- **ASSIGNMENT**
Repeat each line, word for word, from the one containing "Target: advertising banner" through the last line of the entries, and include no other output.

- **Point-per-instance localization data**

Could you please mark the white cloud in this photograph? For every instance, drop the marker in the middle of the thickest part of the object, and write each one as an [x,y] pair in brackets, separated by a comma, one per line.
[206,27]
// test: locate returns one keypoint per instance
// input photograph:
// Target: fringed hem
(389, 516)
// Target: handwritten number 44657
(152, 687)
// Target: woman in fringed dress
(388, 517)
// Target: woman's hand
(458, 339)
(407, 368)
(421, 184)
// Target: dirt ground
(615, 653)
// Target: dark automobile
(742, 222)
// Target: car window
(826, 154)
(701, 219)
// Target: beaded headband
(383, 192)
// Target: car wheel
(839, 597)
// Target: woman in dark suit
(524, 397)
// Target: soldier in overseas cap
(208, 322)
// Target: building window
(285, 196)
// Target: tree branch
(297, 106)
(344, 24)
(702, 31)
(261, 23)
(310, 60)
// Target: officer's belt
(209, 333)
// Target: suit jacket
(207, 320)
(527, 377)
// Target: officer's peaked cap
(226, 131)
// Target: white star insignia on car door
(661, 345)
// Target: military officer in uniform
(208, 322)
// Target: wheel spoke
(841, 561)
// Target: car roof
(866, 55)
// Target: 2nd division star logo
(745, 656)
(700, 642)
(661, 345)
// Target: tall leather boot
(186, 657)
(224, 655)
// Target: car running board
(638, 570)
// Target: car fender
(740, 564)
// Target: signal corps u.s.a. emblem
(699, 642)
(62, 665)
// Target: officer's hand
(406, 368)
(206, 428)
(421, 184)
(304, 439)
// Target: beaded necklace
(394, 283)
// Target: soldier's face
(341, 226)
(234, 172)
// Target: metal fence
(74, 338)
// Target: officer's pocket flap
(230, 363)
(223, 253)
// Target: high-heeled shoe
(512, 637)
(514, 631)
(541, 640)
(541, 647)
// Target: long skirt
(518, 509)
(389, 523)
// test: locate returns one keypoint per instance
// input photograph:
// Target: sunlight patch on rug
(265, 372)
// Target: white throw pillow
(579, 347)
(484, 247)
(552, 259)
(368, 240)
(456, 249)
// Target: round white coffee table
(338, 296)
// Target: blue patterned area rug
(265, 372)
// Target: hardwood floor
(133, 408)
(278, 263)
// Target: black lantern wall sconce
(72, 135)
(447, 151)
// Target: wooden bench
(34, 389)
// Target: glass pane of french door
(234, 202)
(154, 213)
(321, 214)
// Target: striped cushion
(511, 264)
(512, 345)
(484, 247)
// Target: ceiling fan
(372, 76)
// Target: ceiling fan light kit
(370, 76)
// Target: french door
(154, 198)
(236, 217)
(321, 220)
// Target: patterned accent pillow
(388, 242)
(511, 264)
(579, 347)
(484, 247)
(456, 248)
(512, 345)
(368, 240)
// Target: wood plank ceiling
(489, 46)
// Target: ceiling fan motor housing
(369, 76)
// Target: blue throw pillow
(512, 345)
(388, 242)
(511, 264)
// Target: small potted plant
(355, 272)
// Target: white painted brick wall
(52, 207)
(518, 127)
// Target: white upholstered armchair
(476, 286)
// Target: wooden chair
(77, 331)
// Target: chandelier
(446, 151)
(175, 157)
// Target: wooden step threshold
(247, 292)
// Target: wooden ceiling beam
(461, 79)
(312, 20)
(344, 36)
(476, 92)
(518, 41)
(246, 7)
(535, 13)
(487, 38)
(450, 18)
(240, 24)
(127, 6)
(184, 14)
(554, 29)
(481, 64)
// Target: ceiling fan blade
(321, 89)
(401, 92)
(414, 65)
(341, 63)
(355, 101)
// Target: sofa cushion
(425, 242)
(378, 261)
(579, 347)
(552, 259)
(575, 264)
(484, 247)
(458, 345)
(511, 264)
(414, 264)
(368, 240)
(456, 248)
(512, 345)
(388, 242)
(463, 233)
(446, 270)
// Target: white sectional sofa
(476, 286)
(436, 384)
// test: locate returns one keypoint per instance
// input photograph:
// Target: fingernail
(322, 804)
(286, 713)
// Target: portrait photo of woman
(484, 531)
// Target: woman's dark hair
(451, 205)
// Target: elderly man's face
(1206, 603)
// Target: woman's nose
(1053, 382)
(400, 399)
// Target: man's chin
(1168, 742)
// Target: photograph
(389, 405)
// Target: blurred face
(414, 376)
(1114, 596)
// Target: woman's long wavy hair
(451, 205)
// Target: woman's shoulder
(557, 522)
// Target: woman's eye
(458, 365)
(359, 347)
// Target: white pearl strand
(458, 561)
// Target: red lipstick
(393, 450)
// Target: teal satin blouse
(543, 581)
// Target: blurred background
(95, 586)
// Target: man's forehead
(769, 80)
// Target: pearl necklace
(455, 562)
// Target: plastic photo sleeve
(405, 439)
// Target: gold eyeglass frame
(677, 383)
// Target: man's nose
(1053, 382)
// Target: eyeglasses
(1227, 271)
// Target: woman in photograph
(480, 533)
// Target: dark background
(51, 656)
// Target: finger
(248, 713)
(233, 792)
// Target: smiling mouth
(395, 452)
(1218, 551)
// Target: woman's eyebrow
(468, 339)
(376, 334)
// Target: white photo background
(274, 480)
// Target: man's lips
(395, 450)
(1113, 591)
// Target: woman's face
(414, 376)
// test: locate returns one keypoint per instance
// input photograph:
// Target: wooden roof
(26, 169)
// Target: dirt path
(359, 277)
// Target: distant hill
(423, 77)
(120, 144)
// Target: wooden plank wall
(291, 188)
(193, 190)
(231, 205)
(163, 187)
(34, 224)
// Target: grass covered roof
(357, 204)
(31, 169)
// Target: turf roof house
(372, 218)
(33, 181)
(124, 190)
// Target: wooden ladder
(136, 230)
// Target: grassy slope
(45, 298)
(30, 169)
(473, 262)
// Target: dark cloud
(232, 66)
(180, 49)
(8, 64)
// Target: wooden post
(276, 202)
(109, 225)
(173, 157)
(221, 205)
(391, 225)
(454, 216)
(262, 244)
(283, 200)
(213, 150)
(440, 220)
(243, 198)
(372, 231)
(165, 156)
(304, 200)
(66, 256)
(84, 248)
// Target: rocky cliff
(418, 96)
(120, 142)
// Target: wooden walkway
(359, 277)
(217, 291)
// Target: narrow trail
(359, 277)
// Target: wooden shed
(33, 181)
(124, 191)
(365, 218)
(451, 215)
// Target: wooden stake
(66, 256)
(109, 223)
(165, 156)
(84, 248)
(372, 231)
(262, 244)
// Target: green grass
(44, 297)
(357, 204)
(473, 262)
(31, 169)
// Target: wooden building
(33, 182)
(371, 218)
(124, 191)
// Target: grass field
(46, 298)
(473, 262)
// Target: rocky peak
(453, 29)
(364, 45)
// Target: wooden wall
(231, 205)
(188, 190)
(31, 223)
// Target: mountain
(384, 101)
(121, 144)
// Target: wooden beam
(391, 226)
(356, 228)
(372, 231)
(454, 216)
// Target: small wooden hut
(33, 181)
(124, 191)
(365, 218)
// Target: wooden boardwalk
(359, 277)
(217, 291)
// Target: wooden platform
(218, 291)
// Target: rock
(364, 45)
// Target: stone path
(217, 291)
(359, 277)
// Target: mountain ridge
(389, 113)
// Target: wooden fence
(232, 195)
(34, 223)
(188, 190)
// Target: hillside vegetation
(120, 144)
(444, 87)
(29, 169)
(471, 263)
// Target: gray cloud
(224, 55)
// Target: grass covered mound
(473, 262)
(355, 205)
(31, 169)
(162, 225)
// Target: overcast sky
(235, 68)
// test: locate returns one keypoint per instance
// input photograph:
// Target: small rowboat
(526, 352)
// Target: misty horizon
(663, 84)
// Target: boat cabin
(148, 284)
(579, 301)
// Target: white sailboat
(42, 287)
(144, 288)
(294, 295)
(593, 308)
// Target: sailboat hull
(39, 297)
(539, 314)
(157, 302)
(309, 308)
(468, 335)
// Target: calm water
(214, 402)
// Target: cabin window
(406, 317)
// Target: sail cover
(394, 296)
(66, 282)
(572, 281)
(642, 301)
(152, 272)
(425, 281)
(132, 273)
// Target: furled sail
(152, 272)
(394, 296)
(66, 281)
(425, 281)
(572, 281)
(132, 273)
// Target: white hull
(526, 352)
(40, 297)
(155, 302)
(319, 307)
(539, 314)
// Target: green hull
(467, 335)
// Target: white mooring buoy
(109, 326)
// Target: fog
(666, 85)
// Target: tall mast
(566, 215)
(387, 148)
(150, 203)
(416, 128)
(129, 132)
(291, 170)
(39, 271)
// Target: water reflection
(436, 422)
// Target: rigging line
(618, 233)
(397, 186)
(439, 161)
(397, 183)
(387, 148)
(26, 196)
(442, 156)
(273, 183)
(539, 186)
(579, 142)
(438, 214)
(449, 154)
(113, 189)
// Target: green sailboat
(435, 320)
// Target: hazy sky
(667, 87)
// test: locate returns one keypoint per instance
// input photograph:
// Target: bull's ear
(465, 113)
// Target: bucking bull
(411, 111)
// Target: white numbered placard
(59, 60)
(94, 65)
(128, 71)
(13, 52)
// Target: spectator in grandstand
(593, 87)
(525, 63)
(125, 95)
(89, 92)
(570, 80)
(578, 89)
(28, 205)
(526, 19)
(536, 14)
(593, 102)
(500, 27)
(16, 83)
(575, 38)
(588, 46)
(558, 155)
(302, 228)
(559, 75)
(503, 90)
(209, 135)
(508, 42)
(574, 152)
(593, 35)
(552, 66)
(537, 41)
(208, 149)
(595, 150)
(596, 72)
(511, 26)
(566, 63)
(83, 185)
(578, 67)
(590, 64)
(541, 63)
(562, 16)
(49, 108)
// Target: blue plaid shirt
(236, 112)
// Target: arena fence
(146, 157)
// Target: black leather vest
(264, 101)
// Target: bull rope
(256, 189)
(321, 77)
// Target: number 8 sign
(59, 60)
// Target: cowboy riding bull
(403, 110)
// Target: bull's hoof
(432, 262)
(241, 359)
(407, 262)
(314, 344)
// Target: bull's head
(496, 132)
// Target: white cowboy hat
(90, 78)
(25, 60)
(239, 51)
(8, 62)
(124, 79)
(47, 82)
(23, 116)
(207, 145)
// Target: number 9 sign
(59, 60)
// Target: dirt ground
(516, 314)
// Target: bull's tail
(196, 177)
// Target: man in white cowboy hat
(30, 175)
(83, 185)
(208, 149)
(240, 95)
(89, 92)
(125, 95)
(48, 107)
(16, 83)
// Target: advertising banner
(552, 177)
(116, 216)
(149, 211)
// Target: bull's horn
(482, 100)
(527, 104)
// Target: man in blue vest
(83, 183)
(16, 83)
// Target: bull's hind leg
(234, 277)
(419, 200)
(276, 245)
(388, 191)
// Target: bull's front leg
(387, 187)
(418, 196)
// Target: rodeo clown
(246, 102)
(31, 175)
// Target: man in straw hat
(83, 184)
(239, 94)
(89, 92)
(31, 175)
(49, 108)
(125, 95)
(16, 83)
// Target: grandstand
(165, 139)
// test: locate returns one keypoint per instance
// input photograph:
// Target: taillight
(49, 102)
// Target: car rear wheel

- **EXERCISE SOLUTION**
// Target: advertising banner
(552, 177)
(116, 216)
(149, 211)
// Target: bull's horn
(482, 100)
(527, 104)
// Target: man in blue vest
(83, 183)
(16, 83)
// Target: bull's hind leg
(234, 277)
(419, 200)
(276, 245)
(388, 191)
// Target: bull's front leg
(387, 187)
(418, 196)
// Target: rodeo clown
(246, 102)
(31, 175)
// Target: man in straw hat
(83, 184)
(239, 94)
(89, 92)
(31, 175)
(49, 108)
(125, 95)
(16, 83)
// Target: grandstand
(165, 139)
// test: locate returns one keypoint per instance
// input photograph:
// Target: taillight
(49, 102)
// Target: car rear wheel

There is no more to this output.